* Exercise material *
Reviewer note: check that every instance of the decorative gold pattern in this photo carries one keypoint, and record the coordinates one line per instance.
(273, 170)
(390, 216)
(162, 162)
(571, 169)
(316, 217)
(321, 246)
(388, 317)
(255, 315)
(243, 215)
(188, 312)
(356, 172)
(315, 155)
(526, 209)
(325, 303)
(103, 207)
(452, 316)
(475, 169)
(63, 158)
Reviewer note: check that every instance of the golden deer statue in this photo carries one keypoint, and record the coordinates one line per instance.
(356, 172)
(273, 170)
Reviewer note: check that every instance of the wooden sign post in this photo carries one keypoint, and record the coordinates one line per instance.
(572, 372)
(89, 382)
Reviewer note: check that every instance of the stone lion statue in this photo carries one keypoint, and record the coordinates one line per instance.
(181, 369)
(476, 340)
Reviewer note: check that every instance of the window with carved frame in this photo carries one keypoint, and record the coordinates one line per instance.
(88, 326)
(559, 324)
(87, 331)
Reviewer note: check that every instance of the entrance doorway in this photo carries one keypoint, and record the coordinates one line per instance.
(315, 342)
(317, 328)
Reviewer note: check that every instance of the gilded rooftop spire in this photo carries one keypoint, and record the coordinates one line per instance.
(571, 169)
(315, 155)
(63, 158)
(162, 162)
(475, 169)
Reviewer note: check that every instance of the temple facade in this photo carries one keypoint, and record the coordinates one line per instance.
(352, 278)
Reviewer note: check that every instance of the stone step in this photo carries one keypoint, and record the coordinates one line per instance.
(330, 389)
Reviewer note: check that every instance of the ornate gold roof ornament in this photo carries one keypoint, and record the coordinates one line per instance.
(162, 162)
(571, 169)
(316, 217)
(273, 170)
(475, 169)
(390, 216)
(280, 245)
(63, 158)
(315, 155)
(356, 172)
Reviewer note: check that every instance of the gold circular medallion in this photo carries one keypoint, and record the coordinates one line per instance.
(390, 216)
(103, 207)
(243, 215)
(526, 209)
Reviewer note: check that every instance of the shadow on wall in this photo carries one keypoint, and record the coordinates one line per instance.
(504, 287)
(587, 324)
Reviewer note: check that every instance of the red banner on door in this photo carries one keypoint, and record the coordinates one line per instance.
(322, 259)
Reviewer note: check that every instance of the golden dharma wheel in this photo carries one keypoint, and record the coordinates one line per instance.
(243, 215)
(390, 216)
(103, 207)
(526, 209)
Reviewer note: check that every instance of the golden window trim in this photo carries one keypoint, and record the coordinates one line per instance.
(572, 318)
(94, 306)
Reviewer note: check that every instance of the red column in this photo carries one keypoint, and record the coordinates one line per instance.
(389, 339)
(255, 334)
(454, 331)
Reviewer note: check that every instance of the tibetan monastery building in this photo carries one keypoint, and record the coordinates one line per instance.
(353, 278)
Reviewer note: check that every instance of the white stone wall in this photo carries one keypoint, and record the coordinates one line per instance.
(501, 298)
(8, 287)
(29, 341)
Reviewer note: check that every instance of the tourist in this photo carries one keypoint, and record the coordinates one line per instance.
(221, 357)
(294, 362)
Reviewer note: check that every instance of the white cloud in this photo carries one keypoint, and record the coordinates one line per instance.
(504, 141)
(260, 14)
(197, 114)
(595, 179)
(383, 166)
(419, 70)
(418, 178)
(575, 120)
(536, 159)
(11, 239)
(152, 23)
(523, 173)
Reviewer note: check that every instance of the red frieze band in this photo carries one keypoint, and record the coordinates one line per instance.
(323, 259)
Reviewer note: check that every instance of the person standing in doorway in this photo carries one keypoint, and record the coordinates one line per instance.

* Description of the task *
Go through the data above and transcribe every entry exactly.

* Task output *
Reviewer note: check that every instance of the decorative gold pattern in this photo carries one keypoint, and record the coordinates one line per instance.
(273, 170)
(390, 216)
(162, 162)
(571, 169)
(316, 217)
(321, 246)
(388, 317)
(255, 315)
(243, 215)
(188, 312)
(356, 172)
(315, 155)
(526, 209)
(325, 303)
(103, 207)
(452, 316)
(475, 169)
(63, 158)
Reviewer note: check that every instance of the golden deer statue in this photo carries one keypoint, and record the coordinates one line per instance.
(356, 172)
(273, 170)
Reviewer note: check that every instance of the wooden sign post in this photo carries one keypoint, and record the coordinates one line per instance.
(572, 372)
(89, 382)
Reviewer note: check that every instance of the stone lion statue in this photo carries one keypoint, and record the coordinates one line per instance.
(181, 369)
(476, 340)
Reviewer note: check that every instance of the window with carved frame in this photo carries one keypoint, and record the coordinates one line per instance.
(88, 326)
(559, 324)
(87, 331)
Reviewer note: check that every instance of the entrance doorway in this photo carries one keypoint, and record the coordinates one line per instance.
(315, 342)
(317, 328)
Reviewer note: check that every instance of the gilded rooftop spire in this photo carries one keypoint, and record the coordinates one line per instance.
(571, 169)
(315, 155)
(63, 158)
(162, 162)
(475, 169)
Reviewer note: check that every instance of the temple facade in this photo carries one keypoint, and record the coordinates one line per instance.
(352, 278)
Reviewer note: check that every instance of the stone step in this photo carries one keypoint, and record the coordinates one line per instance.
(330, 389)
Reviewer note: check that every instance of the ornate gold roof ornament in this photo carries one keypoint, and record the coordinates one line per instance.
(162, 162)
(571, 169)
(316, 217)
(273, 170)
(475, 169)
(390, 216)
(280, 245)
(63, 158)
(315, 155)
(356, 172)
Reviewer note: check that every instance of the gold circular medallion in this photo carries one keypoint, and record the coordinates one line per instance.
(390, 216)
(103, 207)
(243, 215)
(526, 209)
Reviewer note: check that every instance of the shadow on wall in this photo carries one keypoint, and record the coordinates one line per instance.
(504, 287)
(587, 324)
Reviewer note: check that every instance of the red banner on door in this photo carries one keypoint, and record the coordinates one line per instance.
(322, 259)
Reviewer note: check that every instance of the golden dharma wheel in this photo carries one keypoint, and record the coordinates one line per instance.
(243, 215)
(390, 216)
(103, 207)
(526, 209)
Reviewer note: check that every instance of the golden window trim in this photo carries one keypoint, and record the coordinates one line per instance.
(572, 318)
(94, 306)
Reviewer note: check that every instance of the red column in this photo carries one keypoint, and record the coordinates one line per instance.
(389, 339)
(255, 334)
(454, 331)
Reviewer note: check that every instance of the tibetan monastery building in this photo carries one keypoint, and record the coordinates one line per instance.
(353, 278)
Reviewer note: check that every instance of the white stone wall in this photo carries one keypoint, and record the coordinates one line per instance.
(501, 298)
(8, 287)
(29, 341)
Reviewer note: check that every instance of the tourist in this photo carries one keypoint, and record the coordinates one line per instance.
(221, 357)
(294, 362)
Reviewer note: check that every instance of the white cloud in this photo carries one keypoint, and record the coordinates one line per instance.
(504, 141)
(260, 14)
(197, 114)
(595, 179)
(383, 166)
(419, 70)
(418, 178)
(575, 120)
(536, 159)
(11, 239)
(152, 23)
(523, 173)
Reviewer note: check that every instance of the red frieze band in this photo carries one keypoint, and record the coordinates one line per instance.
(323, 259)
Reviewer note: check that every instance of the person standing in doorway in this photo carries one keypoint, and record the coordinates one line per instance.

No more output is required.